In general, full-time and part-time employees of Protective Life Corporation and its participating subsidiaries who are listed in and paid through the Companys payroll system, may enroll in the Plan as soon as administratively practicable after their date of hire. Independent contractors, employees who work for the Company through a third-party agency (such as a contracting services firm or a temporary agency) and union members (unless the collective bargaining agreement provides for participation in the Plan) are not eligible to participate.
Protective Life Corporation matches employees pre-tax and/or Roth contributions dollar-for-dollar on the first 4% of eligible pay contributed to the Plan. The Employer provides cash matching for participant contributions to the
Plan. These cash matching contributions are invested according to the participants investment elections for their pre-tax and/or Roth contributions.
Participants Accounts/Benefits
An account is maintained for each participant in the Plan. The accounts are credited with the participants pre-tax, Roth and rollover contributions, Employer matching contributions, and investment earnings. Distributions, withdrawals, and allocated expenses are subtracted from the account balances. Participants vested account balances represent the benefits available to the participants upon retirement, disability, death, or termination of service.
A participant may elect to receive a lump-sum distribution equal to the vested balance of his/her account or may leave it in the Plan if the vested balance is $1,000 or more. However, benefit payments must commence no later than April 1 following the year the participant reaches age 70½. Investment of a participants account in Employer common stock shall be distributed in the form of a lump-sum distribution of either Employer common stock or cash as the participant (or beneficiary) elects.
Contributions
The Plan is funded by pre-tax and designated Roth participant contributions, not to exceed $16,500 in 2011 (plus certain catch-up contributions for eligible participants), employee rollover contributions, and Employer matching contributions. Participant contributions cannot exceed 25% of total eligible employee compensation. Participant contributions made on a pre-tax basis qualify as a cash or deferred arrangement under Section 401(k) of the Internal Revenue Code (IRC).
The Employer matches 100% of participant contributions up to a maximum of 4% of eligible employee compensation deposited to the Plan during the year.

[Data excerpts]
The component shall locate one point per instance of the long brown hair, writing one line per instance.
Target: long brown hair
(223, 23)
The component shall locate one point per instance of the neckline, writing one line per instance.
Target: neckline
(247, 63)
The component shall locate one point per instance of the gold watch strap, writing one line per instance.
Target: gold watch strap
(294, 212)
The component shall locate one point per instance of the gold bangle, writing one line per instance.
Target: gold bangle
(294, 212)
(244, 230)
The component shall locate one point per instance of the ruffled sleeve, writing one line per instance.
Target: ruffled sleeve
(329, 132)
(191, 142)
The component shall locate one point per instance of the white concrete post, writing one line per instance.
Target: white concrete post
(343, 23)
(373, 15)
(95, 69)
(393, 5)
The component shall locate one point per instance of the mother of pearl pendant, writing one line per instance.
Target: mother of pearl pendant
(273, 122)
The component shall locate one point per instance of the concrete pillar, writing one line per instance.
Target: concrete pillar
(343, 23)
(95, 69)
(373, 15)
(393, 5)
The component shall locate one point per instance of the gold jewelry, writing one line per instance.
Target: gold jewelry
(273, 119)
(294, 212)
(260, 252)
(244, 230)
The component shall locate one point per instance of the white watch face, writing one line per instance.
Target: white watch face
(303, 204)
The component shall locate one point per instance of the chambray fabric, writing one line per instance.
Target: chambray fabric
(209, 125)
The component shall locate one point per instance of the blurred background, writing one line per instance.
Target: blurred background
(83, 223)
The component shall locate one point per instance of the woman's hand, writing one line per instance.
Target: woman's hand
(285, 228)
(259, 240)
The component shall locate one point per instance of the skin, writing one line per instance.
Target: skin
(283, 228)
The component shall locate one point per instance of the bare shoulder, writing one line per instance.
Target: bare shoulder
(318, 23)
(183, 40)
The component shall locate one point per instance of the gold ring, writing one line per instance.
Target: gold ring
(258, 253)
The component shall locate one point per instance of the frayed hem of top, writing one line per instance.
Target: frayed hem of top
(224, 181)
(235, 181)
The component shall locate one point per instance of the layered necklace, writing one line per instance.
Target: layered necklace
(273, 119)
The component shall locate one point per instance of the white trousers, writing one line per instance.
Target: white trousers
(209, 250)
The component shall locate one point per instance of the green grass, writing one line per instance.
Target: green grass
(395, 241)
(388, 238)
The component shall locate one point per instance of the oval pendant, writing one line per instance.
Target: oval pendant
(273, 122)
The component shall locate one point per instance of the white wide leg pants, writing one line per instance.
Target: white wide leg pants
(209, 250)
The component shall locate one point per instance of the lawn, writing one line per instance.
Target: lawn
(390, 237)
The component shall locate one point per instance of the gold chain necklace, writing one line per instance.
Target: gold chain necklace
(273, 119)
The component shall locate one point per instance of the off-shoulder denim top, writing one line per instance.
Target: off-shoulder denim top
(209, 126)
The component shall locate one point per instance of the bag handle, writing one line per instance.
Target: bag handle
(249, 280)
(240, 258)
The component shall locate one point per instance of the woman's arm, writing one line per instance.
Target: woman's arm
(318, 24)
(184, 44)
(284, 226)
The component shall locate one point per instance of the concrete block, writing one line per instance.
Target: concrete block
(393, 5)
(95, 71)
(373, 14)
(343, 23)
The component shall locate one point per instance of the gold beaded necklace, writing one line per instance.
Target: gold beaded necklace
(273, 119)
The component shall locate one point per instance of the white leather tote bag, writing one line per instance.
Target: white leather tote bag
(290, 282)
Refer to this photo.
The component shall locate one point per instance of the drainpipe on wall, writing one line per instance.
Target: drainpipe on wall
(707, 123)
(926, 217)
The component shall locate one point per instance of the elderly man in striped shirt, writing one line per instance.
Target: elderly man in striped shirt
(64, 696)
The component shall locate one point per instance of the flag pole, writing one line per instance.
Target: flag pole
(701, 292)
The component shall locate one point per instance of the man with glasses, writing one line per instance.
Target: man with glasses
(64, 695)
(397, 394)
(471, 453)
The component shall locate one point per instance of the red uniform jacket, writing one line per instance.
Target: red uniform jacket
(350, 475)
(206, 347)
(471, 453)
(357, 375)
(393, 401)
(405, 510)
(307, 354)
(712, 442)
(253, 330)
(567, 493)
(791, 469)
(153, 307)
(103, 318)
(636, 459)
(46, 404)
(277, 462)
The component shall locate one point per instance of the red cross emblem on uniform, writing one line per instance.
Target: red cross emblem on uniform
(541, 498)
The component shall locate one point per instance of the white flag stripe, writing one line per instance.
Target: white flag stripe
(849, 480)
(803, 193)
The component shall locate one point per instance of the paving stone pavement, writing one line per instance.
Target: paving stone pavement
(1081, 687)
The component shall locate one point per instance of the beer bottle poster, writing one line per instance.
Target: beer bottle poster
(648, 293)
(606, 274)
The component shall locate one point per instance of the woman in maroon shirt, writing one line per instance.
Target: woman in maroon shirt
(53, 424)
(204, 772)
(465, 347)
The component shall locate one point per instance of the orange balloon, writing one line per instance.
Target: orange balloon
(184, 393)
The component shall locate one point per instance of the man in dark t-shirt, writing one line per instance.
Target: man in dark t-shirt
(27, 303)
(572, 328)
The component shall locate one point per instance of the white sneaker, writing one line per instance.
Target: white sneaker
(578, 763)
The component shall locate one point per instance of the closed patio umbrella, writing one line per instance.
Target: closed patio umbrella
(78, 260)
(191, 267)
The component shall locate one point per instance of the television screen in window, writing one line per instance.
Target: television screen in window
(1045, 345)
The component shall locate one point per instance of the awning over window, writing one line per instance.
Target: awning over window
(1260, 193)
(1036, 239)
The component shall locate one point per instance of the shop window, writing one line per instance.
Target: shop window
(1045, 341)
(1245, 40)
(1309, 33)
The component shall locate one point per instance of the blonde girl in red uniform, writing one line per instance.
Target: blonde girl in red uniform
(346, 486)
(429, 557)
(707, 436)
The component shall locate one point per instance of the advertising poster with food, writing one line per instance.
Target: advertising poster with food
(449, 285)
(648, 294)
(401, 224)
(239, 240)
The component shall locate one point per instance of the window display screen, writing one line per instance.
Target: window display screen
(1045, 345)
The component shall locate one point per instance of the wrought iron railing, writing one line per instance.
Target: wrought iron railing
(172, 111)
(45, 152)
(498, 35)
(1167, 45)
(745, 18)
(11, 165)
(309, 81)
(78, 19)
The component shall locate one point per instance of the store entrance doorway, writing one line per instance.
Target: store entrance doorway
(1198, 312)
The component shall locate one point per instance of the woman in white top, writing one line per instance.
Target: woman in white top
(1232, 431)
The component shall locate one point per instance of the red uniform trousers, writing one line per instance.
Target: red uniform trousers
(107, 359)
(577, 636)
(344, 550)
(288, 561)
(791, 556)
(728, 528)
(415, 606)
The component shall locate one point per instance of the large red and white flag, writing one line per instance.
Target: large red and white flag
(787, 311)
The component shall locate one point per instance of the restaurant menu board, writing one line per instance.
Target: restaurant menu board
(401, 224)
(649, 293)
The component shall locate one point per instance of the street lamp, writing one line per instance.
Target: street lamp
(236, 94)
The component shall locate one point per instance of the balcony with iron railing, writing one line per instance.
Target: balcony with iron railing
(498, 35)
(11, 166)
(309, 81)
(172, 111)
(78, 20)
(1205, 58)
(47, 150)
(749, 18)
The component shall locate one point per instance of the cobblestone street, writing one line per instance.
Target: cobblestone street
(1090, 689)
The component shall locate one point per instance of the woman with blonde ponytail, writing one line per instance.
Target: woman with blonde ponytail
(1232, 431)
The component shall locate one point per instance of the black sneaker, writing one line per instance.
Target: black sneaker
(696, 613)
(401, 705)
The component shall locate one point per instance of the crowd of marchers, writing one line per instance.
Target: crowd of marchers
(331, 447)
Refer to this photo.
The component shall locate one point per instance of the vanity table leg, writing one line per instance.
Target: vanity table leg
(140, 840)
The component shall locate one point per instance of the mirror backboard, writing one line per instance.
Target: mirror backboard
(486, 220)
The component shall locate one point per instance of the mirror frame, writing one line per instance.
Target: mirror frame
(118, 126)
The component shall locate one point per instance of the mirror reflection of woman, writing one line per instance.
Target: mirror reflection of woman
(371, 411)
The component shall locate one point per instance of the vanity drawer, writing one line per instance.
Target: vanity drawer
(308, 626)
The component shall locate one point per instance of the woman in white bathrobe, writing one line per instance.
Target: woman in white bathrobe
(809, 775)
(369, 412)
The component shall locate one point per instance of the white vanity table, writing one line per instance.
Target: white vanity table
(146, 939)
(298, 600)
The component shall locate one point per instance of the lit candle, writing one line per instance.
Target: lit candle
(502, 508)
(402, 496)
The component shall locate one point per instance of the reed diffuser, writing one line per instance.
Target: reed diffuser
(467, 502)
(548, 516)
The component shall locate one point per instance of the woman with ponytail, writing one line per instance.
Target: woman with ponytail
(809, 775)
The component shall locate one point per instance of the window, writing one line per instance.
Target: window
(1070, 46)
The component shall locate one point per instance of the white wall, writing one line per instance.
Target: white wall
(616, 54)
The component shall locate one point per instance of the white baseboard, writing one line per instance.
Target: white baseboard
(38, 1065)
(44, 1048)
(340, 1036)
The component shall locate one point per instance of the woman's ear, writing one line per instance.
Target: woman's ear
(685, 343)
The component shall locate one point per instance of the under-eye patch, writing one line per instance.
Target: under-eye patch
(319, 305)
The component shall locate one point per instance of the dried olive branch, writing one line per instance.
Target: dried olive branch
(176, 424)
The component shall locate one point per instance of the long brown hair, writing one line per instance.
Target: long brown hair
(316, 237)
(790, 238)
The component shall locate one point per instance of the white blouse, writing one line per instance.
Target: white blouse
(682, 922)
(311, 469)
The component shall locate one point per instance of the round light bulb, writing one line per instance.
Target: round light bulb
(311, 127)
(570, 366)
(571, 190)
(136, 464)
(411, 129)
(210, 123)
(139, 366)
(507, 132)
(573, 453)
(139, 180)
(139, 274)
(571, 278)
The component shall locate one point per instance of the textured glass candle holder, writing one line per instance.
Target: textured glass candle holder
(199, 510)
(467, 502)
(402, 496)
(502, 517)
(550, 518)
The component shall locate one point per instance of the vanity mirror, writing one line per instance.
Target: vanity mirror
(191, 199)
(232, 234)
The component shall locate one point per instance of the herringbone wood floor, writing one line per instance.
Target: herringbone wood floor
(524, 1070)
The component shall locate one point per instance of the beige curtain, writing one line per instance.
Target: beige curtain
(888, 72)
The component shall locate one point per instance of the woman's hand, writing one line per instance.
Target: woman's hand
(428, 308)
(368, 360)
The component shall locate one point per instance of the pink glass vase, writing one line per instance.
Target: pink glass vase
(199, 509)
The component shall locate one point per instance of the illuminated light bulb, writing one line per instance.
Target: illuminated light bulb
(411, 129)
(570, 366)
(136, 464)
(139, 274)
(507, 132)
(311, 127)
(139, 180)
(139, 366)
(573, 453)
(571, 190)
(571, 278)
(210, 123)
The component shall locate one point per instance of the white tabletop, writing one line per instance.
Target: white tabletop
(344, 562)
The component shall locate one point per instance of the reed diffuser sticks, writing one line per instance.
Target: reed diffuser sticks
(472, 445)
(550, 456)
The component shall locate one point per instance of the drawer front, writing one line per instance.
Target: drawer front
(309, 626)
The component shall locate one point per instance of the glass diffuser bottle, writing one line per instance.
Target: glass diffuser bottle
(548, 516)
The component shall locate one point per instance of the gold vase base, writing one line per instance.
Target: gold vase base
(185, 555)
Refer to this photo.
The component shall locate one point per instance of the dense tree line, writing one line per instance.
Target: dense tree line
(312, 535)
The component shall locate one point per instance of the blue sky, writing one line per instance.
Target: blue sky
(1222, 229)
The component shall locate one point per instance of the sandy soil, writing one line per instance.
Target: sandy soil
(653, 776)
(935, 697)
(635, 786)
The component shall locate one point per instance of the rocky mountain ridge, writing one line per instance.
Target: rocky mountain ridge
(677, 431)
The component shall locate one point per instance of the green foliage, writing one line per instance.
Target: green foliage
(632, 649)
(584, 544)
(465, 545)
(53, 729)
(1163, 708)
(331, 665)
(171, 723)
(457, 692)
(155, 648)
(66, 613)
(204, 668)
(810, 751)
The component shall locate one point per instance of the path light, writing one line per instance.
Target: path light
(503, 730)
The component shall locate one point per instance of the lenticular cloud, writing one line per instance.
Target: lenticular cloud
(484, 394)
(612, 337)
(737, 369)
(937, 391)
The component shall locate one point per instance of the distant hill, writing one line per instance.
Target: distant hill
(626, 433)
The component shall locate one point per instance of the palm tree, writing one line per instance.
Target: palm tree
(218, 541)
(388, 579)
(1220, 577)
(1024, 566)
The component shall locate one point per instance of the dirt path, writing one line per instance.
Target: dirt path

# EXERCISE A
Turn the paragraph in the retirement plan excerpt that begins "The Plan is funded by" into a short bulleted list that keeps its main facts.
# EXERCISE B
Translate this sentence from the retirement plan excerpt into Spanish: "Participant contributions cannot exceed 25% of total eligible employee compensation."
# EXERCISE C
According to the retirement plan excerpt, by what date must benefit payments begin?

# RESPONSE BOX A
- Funding sources: pre-tax and designated Roth participant contributions, employee rollover contributions, and Employer matching contributions.
- Pre-tax and Roth participant contributions are capped at $16,500 in 2011, plus certain catch-up contributions for eligible participants.
- Participant contributions may not exceed 25% of total eligible employee compensation.
- Pre-tax participant contributions qualify as a cash or deferred arrangement under Section 401(k) of the Internal Revenue Code (IRC).

# RESPONSE BOX B
Las contribuciones de los participantes no pueden superar el 25% de la compensación total elegible del empleado.

# RESPONSE BOX C
No later than April 1 following the year the participant reaches age 70½.